▼▼▼
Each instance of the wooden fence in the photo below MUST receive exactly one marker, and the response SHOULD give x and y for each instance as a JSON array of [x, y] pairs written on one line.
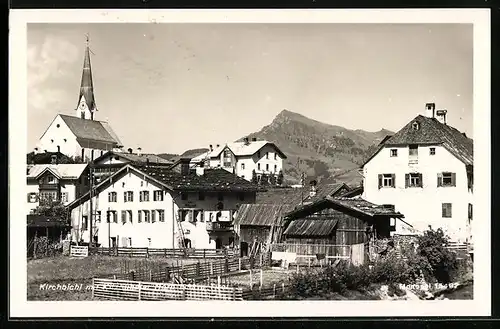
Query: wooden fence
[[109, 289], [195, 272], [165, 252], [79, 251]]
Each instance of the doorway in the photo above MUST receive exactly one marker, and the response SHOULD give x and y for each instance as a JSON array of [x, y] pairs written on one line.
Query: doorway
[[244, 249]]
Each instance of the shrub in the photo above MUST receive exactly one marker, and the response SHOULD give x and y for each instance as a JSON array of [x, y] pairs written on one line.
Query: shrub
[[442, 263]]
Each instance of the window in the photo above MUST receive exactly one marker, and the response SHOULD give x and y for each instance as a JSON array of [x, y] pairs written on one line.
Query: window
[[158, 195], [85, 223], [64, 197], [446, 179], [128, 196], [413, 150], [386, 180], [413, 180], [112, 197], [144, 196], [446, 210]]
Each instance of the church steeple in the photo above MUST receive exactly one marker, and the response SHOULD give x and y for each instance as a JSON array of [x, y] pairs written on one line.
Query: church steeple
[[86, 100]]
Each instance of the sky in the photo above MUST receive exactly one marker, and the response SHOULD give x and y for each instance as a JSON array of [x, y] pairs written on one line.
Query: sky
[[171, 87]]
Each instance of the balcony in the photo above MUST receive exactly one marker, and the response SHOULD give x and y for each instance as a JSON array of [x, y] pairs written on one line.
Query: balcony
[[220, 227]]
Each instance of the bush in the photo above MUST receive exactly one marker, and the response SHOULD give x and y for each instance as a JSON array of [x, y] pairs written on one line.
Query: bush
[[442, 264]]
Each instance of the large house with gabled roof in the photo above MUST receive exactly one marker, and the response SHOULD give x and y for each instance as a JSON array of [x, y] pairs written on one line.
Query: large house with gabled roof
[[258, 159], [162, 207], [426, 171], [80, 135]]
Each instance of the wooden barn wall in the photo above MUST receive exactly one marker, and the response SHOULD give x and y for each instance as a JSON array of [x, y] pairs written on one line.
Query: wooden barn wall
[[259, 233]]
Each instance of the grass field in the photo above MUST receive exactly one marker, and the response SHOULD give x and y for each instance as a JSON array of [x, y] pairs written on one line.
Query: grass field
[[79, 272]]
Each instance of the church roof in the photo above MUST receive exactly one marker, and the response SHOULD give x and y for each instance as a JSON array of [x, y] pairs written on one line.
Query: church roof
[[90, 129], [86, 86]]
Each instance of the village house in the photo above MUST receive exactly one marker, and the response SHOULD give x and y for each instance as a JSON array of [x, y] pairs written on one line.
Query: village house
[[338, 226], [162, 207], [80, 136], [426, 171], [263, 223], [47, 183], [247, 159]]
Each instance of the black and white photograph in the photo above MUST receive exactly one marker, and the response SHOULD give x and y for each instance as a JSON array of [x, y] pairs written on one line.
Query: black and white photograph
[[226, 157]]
▲▲▲
▼▼▼
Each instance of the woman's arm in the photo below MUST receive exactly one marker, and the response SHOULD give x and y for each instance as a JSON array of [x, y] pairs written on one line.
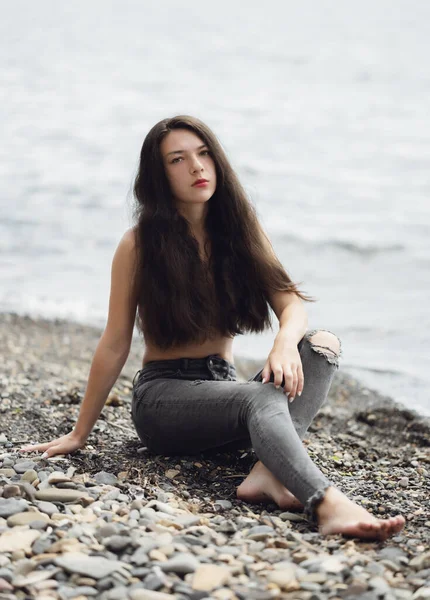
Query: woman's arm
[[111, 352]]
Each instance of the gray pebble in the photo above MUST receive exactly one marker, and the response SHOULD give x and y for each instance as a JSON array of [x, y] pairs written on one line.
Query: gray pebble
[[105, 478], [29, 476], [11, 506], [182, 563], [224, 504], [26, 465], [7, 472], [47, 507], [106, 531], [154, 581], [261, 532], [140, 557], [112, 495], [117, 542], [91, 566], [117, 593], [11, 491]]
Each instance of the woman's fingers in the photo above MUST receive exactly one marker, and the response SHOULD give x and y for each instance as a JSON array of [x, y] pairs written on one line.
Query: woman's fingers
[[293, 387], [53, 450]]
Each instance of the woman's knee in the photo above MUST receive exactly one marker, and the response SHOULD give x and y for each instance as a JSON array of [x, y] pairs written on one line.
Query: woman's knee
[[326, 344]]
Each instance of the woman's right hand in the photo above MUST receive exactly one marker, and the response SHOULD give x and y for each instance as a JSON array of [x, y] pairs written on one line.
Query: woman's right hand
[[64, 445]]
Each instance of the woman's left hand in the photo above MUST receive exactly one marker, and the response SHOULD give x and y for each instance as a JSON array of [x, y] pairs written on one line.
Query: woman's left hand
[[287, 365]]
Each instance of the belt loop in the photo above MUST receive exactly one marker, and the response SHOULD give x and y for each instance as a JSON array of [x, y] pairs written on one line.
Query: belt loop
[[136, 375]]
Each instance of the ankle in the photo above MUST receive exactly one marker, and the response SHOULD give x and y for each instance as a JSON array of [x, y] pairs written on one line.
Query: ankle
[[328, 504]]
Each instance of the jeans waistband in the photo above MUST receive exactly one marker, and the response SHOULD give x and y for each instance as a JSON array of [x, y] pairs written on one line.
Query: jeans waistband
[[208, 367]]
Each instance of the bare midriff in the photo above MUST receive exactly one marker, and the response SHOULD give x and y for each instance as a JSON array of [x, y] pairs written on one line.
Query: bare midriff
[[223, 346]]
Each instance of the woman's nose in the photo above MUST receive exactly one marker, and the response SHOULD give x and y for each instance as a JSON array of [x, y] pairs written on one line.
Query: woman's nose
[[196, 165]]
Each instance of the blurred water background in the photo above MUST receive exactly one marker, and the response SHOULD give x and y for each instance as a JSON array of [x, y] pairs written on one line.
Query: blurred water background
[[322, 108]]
▲▲▲
▼▼▼
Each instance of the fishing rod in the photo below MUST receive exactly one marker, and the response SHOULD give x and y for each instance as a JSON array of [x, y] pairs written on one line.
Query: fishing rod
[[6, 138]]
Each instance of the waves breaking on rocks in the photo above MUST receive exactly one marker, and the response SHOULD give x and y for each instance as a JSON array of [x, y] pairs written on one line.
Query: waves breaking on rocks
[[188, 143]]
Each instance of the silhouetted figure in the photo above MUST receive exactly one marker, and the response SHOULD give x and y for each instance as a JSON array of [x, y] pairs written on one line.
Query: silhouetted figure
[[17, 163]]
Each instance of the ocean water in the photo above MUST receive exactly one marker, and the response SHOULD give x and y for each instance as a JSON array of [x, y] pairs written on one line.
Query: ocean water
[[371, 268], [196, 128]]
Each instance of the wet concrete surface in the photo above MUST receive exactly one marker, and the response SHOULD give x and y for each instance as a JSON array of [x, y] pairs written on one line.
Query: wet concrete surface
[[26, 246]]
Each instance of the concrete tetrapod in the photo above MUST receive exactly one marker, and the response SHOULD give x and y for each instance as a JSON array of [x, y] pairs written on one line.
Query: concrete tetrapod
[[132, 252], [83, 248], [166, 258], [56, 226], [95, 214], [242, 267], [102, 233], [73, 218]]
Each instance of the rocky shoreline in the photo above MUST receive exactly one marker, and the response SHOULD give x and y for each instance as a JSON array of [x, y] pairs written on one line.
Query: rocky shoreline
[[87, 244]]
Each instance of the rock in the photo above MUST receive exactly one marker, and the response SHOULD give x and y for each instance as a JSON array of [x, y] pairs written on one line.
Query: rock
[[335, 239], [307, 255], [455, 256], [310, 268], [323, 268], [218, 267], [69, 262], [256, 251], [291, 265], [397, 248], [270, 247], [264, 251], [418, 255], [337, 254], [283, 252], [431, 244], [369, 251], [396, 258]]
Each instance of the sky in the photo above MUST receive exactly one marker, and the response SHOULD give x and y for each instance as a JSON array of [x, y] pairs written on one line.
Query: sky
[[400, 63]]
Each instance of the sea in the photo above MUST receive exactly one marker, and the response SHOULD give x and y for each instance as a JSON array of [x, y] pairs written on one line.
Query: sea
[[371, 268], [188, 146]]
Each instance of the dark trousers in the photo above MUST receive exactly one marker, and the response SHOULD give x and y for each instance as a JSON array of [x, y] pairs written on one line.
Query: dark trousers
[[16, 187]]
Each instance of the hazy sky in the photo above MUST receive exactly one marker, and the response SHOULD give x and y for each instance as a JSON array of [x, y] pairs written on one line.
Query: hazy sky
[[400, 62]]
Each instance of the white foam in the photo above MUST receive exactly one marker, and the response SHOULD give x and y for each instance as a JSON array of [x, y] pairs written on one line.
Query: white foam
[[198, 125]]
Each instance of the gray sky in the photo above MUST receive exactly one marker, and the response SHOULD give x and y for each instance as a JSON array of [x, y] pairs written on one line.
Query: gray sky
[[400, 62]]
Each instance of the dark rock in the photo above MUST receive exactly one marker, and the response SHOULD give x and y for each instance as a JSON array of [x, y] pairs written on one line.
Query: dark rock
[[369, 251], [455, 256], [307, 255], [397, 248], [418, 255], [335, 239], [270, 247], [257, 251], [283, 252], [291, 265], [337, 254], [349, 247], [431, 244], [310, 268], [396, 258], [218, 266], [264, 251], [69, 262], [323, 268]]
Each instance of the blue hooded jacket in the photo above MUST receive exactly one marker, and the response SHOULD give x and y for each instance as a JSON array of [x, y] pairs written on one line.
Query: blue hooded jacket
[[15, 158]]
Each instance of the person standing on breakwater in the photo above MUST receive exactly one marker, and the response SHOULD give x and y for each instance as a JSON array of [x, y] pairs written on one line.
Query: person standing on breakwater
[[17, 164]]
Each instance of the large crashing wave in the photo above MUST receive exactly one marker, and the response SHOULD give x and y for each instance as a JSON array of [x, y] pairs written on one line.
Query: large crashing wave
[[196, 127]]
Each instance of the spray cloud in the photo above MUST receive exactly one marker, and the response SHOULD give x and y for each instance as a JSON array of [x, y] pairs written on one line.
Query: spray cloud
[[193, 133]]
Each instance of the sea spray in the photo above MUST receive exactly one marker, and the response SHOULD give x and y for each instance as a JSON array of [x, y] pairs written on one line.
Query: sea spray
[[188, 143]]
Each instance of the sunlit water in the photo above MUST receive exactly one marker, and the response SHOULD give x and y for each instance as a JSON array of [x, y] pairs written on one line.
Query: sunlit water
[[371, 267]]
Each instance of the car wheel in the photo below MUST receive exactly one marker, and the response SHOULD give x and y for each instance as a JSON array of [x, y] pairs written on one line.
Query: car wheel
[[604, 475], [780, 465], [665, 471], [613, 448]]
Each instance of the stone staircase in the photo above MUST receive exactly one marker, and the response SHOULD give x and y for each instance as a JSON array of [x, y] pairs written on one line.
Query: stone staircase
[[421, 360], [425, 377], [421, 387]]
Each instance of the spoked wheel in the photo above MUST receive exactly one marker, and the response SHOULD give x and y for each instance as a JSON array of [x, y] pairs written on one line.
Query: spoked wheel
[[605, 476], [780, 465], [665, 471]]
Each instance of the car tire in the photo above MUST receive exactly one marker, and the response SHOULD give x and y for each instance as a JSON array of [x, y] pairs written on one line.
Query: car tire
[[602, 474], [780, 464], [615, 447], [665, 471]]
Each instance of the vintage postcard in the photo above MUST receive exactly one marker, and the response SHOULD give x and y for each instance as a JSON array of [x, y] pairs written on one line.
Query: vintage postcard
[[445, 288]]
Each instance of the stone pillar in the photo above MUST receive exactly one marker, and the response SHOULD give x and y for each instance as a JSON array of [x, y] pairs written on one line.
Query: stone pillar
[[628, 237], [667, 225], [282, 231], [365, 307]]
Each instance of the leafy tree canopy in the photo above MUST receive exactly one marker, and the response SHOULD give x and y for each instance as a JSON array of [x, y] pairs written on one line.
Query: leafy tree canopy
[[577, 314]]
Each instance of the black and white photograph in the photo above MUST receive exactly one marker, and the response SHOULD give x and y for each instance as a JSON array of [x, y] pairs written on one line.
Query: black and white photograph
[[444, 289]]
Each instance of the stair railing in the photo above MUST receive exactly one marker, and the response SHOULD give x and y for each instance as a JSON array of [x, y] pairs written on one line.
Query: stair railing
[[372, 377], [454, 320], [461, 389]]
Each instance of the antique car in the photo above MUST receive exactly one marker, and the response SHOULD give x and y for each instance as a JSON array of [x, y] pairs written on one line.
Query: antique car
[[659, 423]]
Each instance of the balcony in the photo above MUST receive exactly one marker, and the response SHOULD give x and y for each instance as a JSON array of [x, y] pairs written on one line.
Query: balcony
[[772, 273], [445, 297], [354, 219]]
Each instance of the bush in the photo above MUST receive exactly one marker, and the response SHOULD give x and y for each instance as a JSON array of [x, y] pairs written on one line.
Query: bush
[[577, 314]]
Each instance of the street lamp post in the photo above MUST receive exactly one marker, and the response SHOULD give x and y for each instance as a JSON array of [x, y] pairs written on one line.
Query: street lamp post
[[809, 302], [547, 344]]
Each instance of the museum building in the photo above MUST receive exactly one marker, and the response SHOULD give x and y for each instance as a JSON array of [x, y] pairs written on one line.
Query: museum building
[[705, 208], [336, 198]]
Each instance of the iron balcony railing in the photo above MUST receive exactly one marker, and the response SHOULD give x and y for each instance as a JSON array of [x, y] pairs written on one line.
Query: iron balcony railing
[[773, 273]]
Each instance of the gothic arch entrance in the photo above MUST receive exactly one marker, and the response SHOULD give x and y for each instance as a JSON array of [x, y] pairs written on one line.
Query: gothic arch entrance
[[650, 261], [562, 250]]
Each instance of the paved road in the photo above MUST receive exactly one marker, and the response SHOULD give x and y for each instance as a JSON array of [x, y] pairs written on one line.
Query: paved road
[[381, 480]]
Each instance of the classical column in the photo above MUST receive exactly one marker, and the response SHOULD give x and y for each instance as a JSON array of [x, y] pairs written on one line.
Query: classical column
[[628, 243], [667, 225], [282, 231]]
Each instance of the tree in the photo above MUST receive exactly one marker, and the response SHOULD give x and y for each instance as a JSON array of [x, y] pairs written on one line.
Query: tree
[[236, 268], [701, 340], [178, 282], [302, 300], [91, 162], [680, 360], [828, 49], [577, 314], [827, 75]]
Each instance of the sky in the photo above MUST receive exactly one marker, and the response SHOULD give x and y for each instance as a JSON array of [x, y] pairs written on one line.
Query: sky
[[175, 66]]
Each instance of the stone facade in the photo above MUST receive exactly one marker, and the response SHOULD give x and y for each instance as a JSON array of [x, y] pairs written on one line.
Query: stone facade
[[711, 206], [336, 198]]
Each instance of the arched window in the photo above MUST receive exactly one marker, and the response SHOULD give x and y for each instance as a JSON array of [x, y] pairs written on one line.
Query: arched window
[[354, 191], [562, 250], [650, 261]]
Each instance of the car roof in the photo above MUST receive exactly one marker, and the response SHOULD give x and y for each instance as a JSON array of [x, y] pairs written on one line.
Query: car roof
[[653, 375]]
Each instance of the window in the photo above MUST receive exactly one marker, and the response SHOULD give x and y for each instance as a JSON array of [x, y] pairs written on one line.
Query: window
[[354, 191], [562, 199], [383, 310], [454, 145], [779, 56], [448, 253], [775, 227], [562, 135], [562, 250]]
▲▲▲
### Your goal
Where a line of the entries above holds the word "below", return that line.

### Problem solution
Each instance of the wooden fence in the photo below MUST receive exactly one marker, and the response SHOULD give x and y for each instance as a JSON array of [x, y] pairs written on one line.
Each instance of the woman's arm in the photo below MUST receive exactly one marker, and the response SHOULD give x and y for each instance as a JSON array of [x, y] pairs written on one line.
Each instance of the fishing rod in the photo below MUST receive exactly one marker, and the response SHOULD give x and y for each instance as a JSON array of [x, y] pairs written on one line.
Each instance of the car wheel in the photo below MUST receive exactly one marker, and the response SHOULD give x and y for each instance as a JSON array of [x, y] pairs written on one line.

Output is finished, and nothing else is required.